▸ STUDY QUESTIONS:
1. List the quantities that the text on Taylor series and accelerometers says determine whether the electrons jump the gap or the current stops.
2. Write the next part of the text on Taylor series and accelerometers, picking up after its last sentence.

▸ TEXT SEGMENT:
Taylor Series and Accelerometers

In my book, A Programmer’s Introduction to Mathematics, I describe the Taylor Series as a “hammer for every nail.” I learned about another nail in the design of modern smartphone accelerometers from “Eight Amazing Engineering Stories” by Hammack, Ryan, and Ziech, which I’ll share here.

These accelerometers are designed using a system involving three plates, which correspond to two capacitors. A quick recap on my (limited) understanding of how capacitors work. A capacitor involving two conductive plates looks like this:

A two-plate capacitor hooked up to a battery. (source)

The voltage provided by the battery pushes electrons along the negative direction, or equivalently pushing “charge” along the positive direction (see the difference between charge flow and election flow). These elections build up in the plate labeled -Q, and the difference in charge across the two plates generates an electric field. If that electric field is strong enough, the electrons can jump the gap to the positive plate and complete the circuit. Otherwise, the plate reaches “capacity” and current stops flowing. Whether the jump happens or the current stops depends on the area of the plate A, the distance between the plates d, and the properties of the material between the plates, the last one is called the “dielectric constant” \varepsilon. (Nb., I’m not sure why it doesn’t depend on the material the plate is composed of, but I imagine it’s smooshed into the dielectric constant if necessary) This relationship is summarized by the formula

\displaystyle C = \frac{\varepsilon A}{d}

Then, an external event can cause the plates to move close enough together so that the electrons can jump the gap and current can begin to flow. This discharges the negatively charged plate.

A naive, Taylor-series-free accelerometer could work as follows:

  1. Allow the negatively charged plate to wobble a little bit by fixing just one end of the plate, pictured like a diving board (a cantilever).
  2. The amount of wobble will be proportional to the force of acceleration due to Hooke’s law for springs.
  3. When displaced by a distance of \delta, the capacitance in the plate changes to C = \frac{\varepsilon A}{d - \delta}.
  4. Use the amount of discharge to tell how much the plate displaced.

This is able to measure the force of acceleration in one dimension, and so thee of these devices are arranged in perpendicular axes to allow one to measure acceleration in 3-dimensional space.

▸ ENTRIES PROVIDED:
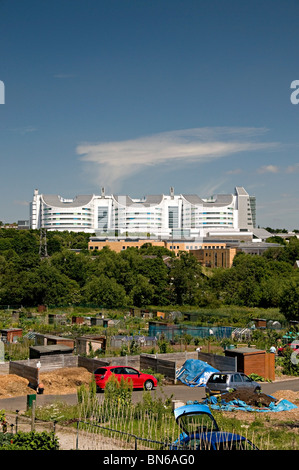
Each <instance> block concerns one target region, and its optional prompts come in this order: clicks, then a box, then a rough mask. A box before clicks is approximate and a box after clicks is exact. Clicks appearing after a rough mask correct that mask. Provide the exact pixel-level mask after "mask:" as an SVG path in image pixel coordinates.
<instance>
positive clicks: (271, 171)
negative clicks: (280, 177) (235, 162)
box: [257, 165, 279, 173]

▸ ANSWERS TO THE EXERCISES:
1.
- The area of the plate, A
- The distance between the plates, d
- The dielectric constant of the material between the plates, \varepsilon

2.
The problem with this design is that C = \frac{\varepsilon A}{d - \delta} is a nonlinear change in capacitance with respect to the amount of displacement. To see how nonlinear, expand this as a Taylor series:

\displaystyle \begin{aligned} C &= \frac{\varepsilon A}{d - \delta} \\ &= \frac{\varepsilon A}{d} \left ( \frac{1}{1 -  \frac{\delta}{d}} \right ) \\ &= \frac{\varepsilon A}{d} \left ( 1 + \frac{\delta}{d} + \left ( \frac{\delta}{d} \right )^2 + O_{\delta \to 0}(\delta^3) \right ) \end{aligned}

I’m using the big-O notation O_{\delta \to 0}(\delta^3) to more rigorously say that I’m “ignoring” all cubic and higher terms. I can do this because in these engineering systems (I’m taking Hammack at his word here), the quantity (\delta / d)^2 is meaningfully large, but later terms like (\delta / d)^3 are negligibly small. Of course, this is only true when the displacement \delta is very small compared to d, which is why the big-O has a subscript \delta \to 0.

Apparently, working backwards through the nonlinearity in the capacitance change is difficult enough to warrant changing the design of the system. (I don’t know why this is difficult, but I imagine it has to do with the engineering constraints of measurement devices; please do chime in if you know more)

The system design that avoids this is a three-plate system instead of a two-plate system.

A three-plate system design. The middle plate wobbles between two charged plates. (source)

In this system, the middle plate moves back and forth between two stationary plates that are connected to a voltage source. As it moves away from one and closer to the other, the increased capacitance on one side is balanced by the decreased capacitance on the other. The Taylor series shows how these two changes cancel out on the squared term only.

If C_1 = \frac{\varepsilon A}{d - \delta} represents the changed capacitance of the left plate (the middle plate moves closer to it), and C_2 = \frac{\varepsilon A}{d + \delta} represents the right plate (the middle plate moves farther from it), then we expand the difference in capacitances via Taylor series (using the Taylor series for 1/(1-x) for both, but in the 1 + \delta/d case it’s 1 / (1 - (-x))).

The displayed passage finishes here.